-------- Record set

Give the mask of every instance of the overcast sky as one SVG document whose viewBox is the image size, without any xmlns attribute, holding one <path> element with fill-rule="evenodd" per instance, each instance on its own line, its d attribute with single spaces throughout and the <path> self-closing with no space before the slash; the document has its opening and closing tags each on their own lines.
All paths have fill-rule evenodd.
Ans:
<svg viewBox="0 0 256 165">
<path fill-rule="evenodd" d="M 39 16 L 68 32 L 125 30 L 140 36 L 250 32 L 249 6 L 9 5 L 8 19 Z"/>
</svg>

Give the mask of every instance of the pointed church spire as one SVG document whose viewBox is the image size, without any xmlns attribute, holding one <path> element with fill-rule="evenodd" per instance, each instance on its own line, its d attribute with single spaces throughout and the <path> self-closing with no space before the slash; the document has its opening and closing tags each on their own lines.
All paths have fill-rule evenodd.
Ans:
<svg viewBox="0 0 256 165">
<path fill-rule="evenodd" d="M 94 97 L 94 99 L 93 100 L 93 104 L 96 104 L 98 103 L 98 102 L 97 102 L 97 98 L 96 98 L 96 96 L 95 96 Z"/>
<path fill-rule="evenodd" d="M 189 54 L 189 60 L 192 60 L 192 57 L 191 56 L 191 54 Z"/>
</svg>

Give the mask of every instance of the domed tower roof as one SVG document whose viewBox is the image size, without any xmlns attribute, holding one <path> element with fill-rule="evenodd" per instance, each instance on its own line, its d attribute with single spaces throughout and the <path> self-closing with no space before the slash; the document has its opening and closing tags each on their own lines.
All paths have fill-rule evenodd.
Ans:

----------------

**Work to be completed**
Copy the listing above with every "instance" swapped for "occurrence", leaving everything else unchanged.

**Answer for the task**
Give the mask of every occurrence of the overcast sky as one SVG document whose viewBox is the image size, without any xmlns attribute, holding one <path> element with fill-rule="evenodd" per occurrence, each occurrence on its own line, its d attribute with single spaces throughout and the <path> self-closing with no space before the slash; the document has its opening and closing tags each on their own lines.
All paths have fill-rule evenodd.
Ans:
<svg viewBox="0 0 256 165">
<path fill-rule="evenodd" d="M 39 16 L 68 32 L 125 30 L 140 36 L 250 32 L 249 6 L 9 5 L 8 19 Z"/>
</svg>

Give the mask of every occurrence of the pointed church spire as one SVG document whose viewBox is the image size, without any xmlns attribute, holding one <path> element with fill-rule="evenodd" per occurrence, each occurrence on its own line, its d attribute with single spaces throughout and the <path> self-closing with no space before the slash; the document has its opening and closing tags each on their own lines.
All paths have fill-rule evenodd.
Ans:
<svg viewBox="0 0 256 165">
<path fill-rule="evenodd" d="M 94 97 L 94 99 L 93 100 L 93 104 L 96 104 L 98 103 L 98 102 L 97 102 L 97 98 L 96 98 L 96 96 L 95 96 Z"/>
<path fill-rule="evenodd" d="M 189 54 L 189 60 L 192 60 L 192 57 L 191 56 L 191 54 Z"/>
</svg>

Give the mask of every occurrence of the domed tower roof as one SVG document whose viewBox is the image size, without any xmlns attribute, holding one <path> element with fill-rule="evenodd" per occurrence, each occurrence on its own line, its d attribute with single spaces throughout and the <path> self-closing with no space before the slash; the document has its opening and closing tags each on their own lines.
All paths have fill-rule evenodd.
Ans:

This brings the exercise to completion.